▶ _RECORDS FOR THE EXERCISE_
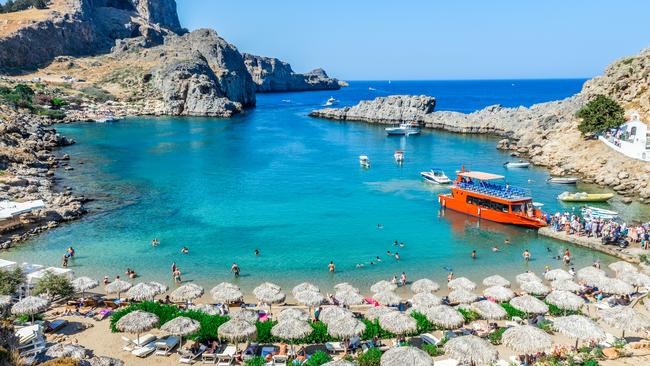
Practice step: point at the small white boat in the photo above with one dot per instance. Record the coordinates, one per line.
(435, 176)
(516, 164)
(561, 180)
(404, 129)
(364, 161)
(399, 156)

▶ _TASK OBJECTIVE_
Copy the lines above word for word, leaving out the pictures.

▶ _REPLY TO THE TASK_
Practice step: point at the small white boat in the photo above with one dot per instance. Record the coordinates, one per line.
(435, 176)
(516, 164)
(561, 180)
(404, 129)
(364, 161)
(399, 156)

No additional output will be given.